··· Passage shown
[shardformer] support gradient accumulation for hybrid parallel plugin

hpcaitech / ColossalAI

Making large AI models cheaper, faster and more accessible

https://www.colossalai.org

Apache License 2.0

38.31k stars 4.3k forks source link

[shardformer] support gradient accumulation for hybrid parallel plugin #4870

Open Fridge003 opened 9 months ago

Fridge003 commented 9 months ago

support gradient accumulation for hybrid parallel plugin (through implementing no_sync method for plugin)

relevant issue: #4776

ShinoharaHare commented 6 months ago

Hi, any updates? I need this feature so bad.

ShinoharaHare commented 6 months ago

Or is it possible to enable it on HybridParallelPlugin in a torch-like way (described in the document)? However, unlike GeminiPlugin, it seems there is no enable_gradient_accumulation for HybridParallelPlugin. It's confusing.

flybird11111 commented 6 months ago

Or is it possible to enable it on HybridParallelPlugin in a torch-like way (described in the document)? However, unlike GeminiPlugin, it seems there is no enable_gradient_accumulation for HybridParallelPlugin. It's confusing.
······
··· Stored data
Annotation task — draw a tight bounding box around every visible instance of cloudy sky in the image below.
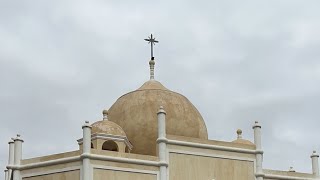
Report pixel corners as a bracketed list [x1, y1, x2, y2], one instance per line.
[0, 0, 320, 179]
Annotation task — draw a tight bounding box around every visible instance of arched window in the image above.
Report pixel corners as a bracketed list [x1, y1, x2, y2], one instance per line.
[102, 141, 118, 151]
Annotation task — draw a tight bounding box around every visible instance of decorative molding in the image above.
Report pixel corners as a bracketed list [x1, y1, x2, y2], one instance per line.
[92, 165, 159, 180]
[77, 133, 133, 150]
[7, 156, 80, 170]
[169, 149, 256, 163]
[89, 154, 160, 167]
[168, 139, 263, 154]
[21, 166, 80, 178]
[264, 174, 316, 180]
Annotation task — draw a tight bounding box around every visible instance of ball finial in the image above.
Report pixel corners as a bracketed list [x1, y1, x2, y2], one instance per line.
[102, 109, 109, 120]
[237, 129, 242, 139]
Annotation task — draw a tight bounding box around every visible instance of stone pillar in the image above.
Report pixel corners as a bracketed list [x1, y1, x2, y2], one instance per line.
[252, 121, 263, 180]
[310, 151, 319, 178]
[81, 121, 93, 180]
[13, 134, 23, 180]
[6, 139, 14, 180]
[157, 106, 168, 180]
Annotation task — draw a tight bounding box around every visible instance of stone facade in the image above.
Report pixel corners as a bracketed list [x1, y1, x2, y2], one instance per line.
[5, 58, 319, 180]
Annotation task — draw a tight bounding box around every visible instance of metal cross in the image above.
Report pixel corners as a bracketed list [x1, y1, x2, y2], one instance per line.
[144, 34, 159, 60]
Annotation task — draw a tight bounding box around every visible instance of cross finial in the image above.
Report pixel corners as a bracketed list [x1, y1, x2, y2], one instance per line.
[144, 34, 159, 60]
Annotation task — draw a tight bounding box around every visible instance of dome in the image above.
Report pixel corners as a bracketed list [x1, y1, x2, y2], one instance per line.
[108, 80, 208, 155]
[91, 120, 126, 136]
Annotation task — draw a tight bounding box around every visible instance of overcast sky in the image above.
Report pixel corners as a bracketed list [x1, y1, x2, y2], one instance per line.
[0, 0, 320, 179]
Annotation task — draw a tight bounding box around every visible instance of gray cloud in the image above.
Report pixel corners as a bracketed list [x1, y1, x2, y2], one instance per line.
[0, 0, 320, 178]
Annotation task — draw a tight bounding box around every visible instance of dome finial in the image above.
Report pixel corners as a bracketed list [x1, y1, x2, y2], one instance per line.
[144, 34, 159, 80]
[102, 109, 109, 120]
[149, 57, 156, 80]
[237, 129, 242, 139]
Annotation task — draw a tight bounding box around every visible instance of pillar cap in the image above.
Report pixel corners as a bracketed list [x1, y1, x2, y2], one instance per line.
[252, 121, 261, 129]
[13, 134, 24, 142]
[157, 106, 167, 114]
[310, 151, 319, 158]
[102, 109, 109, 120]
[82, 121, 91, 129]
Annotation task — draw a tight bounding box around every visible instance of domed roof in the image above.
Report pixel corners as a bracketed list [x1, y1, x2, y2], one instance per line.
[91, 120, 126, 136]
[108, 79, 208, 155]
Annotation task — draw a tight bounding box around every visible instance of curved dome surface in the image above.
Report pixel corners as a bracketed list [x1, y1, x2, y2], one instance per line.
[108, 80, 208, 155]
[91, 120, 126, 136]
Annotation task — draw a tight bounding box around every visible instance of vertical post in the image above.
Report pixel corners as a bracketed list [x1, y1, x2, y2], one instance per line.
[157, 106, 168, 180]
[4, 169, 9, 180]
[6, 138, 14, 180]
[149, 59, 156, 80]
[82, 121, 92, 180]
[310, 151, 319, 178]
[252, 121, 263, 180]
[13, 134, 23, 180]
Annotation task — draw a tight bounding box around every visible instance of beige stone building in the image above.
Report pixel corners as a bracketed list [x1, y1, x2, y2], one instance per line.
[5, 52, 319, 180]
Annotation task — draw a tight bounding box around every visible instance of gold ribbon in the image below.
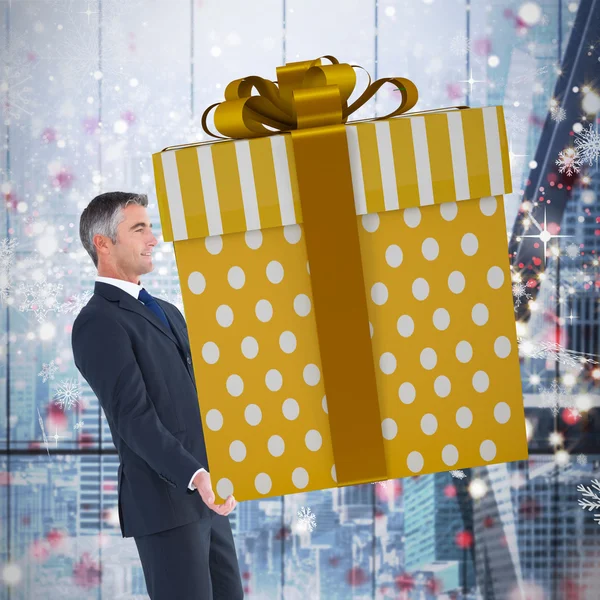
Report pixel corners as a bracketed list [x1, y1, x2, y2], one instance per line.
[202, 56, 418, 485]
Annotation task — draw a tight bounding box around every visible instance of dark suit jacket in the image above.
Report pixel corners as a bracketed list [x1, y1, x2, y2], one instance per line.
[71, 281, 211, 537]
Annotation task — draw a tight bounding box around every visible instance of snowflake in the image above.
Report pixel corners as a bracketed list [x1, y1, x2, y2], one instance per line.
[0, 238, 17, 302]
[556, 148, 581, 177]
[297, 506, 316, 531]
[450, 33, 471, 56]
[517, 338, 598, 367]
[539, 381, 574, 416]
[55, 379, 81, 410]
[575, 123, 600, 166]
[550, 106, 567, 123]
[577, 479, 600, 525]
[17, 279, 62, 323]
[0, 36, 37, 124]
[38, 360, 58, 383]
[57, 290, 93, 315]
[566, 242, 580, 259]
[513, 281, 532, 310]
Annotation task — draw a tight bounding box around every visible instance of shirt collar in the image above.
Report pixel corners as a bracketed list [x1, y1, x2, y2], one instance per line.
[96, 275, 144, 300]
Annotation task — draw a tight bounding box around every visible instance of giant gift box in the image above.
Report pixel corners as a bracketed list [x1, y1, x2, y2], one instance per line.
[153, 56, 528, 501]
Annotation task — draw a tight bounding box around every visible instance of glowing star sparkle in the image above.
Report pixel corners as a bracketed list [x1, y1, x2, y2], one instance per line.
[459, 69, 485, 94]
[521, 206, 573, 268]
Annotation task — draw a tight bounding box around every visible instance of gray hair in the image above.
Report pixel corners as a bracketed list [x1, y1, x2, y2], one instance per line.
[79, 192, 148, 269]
······
#### Required work:
(a) Answer these from the gradient accumulation thread:
(i) Which issue number is listed as relevant?
(ii) Gradient accumulation for the hybrid parallel plugin is to be supported by implementing which method?
(iii) Which plugin, unlike HybridParallelPlugin, is said to have enable_gradient_accumulation?
(b) Please resume the gradient accumulation thread from its last line.
The data that comes with this page was drawn from a separate source.

#### Expected responses:
(a)
(i) #4776
(ii) The no_sync method
(iii) GeminiPlugin

(b)
Hi, we will implement this feature as soon as possible.

flybird11111 commented 6 months ago

Or is it possible to enable it on HybridParallelPlugin in a torch-like way (described in the document)? However, unlike GeminiPlugin, it seems there is no enable_gradient_accumulation for HybridParallelPlugin. It's confusing. Hi, https://colossalai.org/docs/features/gradient_accumulation_with_booster, You can use the gradient accumulation of the HybridParallelPlugin in the following way.

cwszz commented 6 months ago

@flybird11111 Hi, I didn't find the enable_gradient_accumulation and no_sync() in HybridParallelPlugin https://github.com/hpcaitech/ColossalAI/blob/main/colossalai/booster/plugin/hybrid_parallel_plugin.py. So I wonder how to add gradient accumulation in HybridParallelPlugin following https://colossalai.org/docs/features/gradient_accumulation_with_booster. Can you provide more details?